▶ [The exercise]: Please write out these rows again with "hole rule" replaced by "fill rule" wherever it appears, keeping everything else unchanged and leaving out the pictures.
*** The input
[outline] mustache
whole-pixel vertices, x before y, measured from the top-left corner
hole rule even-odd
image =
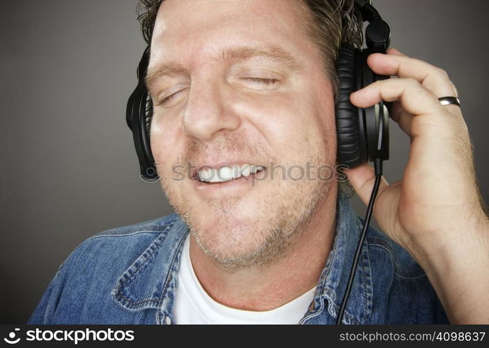
[[[261,137],[247,136],[231,132],[216,138],[212,143],[192,139],[178,156],[176,164],[217,161],[222,157],[246,157],[250,159],[269,159],[267,145]]]

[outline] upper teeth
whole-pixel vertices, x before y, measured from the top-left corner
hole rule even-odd
[[[263,169],[261,166],[226,166],[219,169],[207,168],[199,171],[199,179],[208,182],[222,182],[237,179],[240,176],[248,176]]]

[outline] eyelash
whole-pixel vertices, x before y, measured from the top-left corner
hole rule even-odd
[[[261,79],[259,77],[245,77],[245,79],[265,85],[272,85],[279,81],[277,79]]]
[[[256,82],[257,84],[263,84],[267,86],[273,85],[279,82],[279,80],[277,79],[261,79],[260,77],[245,77],[244,79],[251,81],[252,82]],[[169,95],[168,97],[163,99],[159,104],[162,104],[169,102],[181,91],[182,90],[178,90],[178,92],[175,92],[173,94]]]

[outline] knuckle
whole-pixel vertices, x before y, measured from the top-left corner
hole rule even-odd
[[[445,70],[442,69],[441,68],[437,68],[436,70],[436,73],[438,76],[440,77],[449,80],[450,79],[449,78],[448,72],[447,72]]]
[[[407,82],[413,86],[421,86],[421,84],[419,84],[419,81],[414,79],[414,77],[406,77]]]

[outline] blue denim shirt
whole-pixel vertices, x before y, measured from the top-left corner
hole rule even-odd
[[[333,248],[300,324],[335,323],[362,224],[348,198],[339,193]],[[28,323],[175,324],[180,257],[188,232],[173,213],[88,238],[60,266]],[[385,235],[369,228],[343,322],[448,320],[419,266]]]

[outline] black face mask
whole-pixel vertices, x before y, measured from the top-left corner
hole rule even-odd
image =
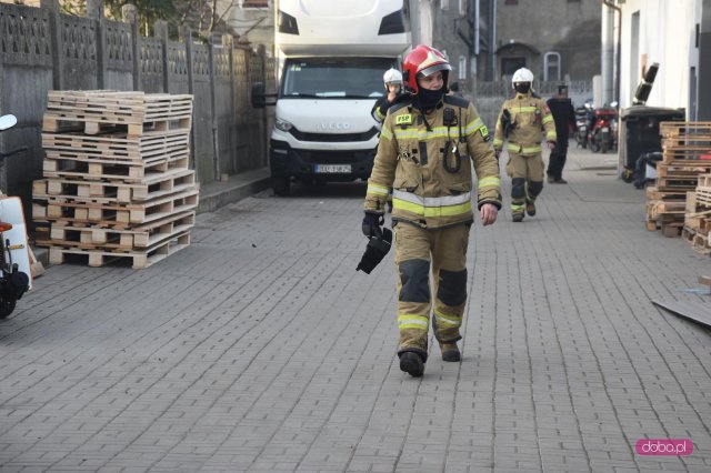
[[[513,84],[513,89],[519,93],[529,93],[529,90],[531,90],[531,83],[530,82],[518,82],[518,83]]]
[[[444,97],[445,87],[439,90],[429,90],[423,87],[419,88],[418,99],[415,100],[415,107],[421,111],[432,110]]]

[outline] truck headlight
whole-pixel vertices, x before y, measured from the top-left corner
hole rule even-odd
[[[277,119],[274,127],[277,127],[277,130],[289,131],[293,128],[293,124],[291,124],[287,120]]]

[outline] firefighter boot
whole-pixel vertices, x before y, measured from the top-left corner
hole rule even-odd
[[[535,215],[535,202],[532,200],[525,200],[525,213],[533,217]]]
[[[440,349],[442,350],[442,361],[461,361],[462,355],[457,343],[440,343]]]
[[[412,378],[424,374],[422,358],[415,352],[404,352],[400,355],[400,371],[404,371]]]

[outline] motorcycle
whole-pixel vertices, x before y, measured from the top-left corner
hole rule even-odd
[[[0,131],[14,127],[14,115],[0,117]],[[0,152],[0,165],[4,159],[27,147],[9,152]],[[0,192],[0,319],[12,313],[17,301],[32,289],[30,246],[27,240],[27,225],[22,212],[22,201]]]
[[[593,153],[605,153],[617,148],[618,112],[610,107],[597,109],[593,122],[588,133],[588,145]]]

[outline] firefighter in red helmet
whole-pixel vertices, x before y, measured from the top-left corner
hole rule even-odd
******
▶ [Written answer]:
[outline] mustache
whole-pixel vertices, x before y, measured from the top-left corner
fill rule even-odd
image =
[[[261,137],[247,136],[231,132],[216,138],[212,143],[192,139],[178,156],[176,164],[217,161],[222,157],[246,157],[250,159],[269,159],[267,145]]]

[outline] upper teeth
whole-pixel vertices, x before y, measured from the top-left corner
fill rule even-odd
[[[263,169],[261,166],[226,166],[219,169],[207,168],[199,171],[199,179],[208,182],[222,182],[237,179],[240,176],[248,176]]]

[outline] eyelash
whole-pixel vertices, x before y, measured from the top-left corner
fill rule even-odd
[[[261,79],[259,77],[245,77],[245,79],[265,85],[272,85],[279,81],[277,79]]]
[[[256,82],[257,84],[263,84],[267,86],[273,85],[279,82],[279,80],[277,79],[261,79],[260,77],[245,77],[244,79],[251,81],[252,82]],[[169,95],[168,97],[163,99],[159,104],[162,104],[169,102],[181,91],[182,90],[178,90],[178,92],[175,92],[173,94]]]

[outline] knuckle
whole-pixel vertices, x before y, measured from the top-left corner
fill rule even-odd
[[[445,70],[442,69],[441,68],[437,68],[436,70],[436,73],[438,76],[440,77],[449,80],[450,79],[449,78],[448,72],[447,72]]]
[[[407,82],[413,86],[421,86],[421,84],[419,84],[419,81],[414,79],[414,77],[406,77]]]

[outline] blue denim shirt
whole-pixel vertices, x before y, measured from the top-left corner
fill rule even-odd
[[[333,248],[300,324],[335,323],[362,224],[348,198],[339,193]],[[28,323],[175,324],[180,257],[188,232],[173,213],[88,238],[60,266]],[[385,235],[369,228],[343,322],[448,320],[419,266]]]

[outline] black face mask
whole-pixel vertices, x before y, measured from the top-left corner
fill rule even-odd
image =
[[[513,84],[513,89],[519,93],[529,93],[529,90],[531,90],[531,83],[530,82],[518,82],[518,83]]]
[[[444,97],[445,87],[439,90],[429,90],[423,87],[419,88],[418,99],[415,100],[415,107],[421,111],[432,110]]]

[outline] truck headlight
whole-pixel vertices, x before y, measured from the top-left corner
fill rule even-odd
[[[277,119],[274,127],[277,127],[277,130],[289,131],[293,128],[293,124],[291,124],[287,120]]]

[outline] firefighter boot
whole-pixel vertices, x before y, measured from the top-left corner
fill rule even-odd
[[[535,215],[535,202],[532,200],[525,200],[525,213],[533,217]]]
[[[440,349],[442,350],[442,361],[461,361],[462,355],[457,343],[440,343]]]
[[[412,378],[424,374],[422,358],[415,352],[404,352],[400,355],[400,371],[404,371]]]

[outline] motorcycle
whole-pixel vertices, x before y, measured from the top-left corner
fill rule even-odd
[[[0,131],[14,127],[14,115],[0,117]],[[0,152],[0,165],[4,159],[27,147],[9,152]],[[0,192],[0,319],[12,313],[17,301],[32,289],[30,246],[27,240],[27,225],[22,212],[22,201]]]
[[[593,153],[605,153],[617,148],[618,112],[610,107],[597,109],[593,122],[588,133],[588,145]]]

[outline] firefighter in red helmet
whole-pixel vertices, x before y, measured from the top-left corner
fill rule even-odd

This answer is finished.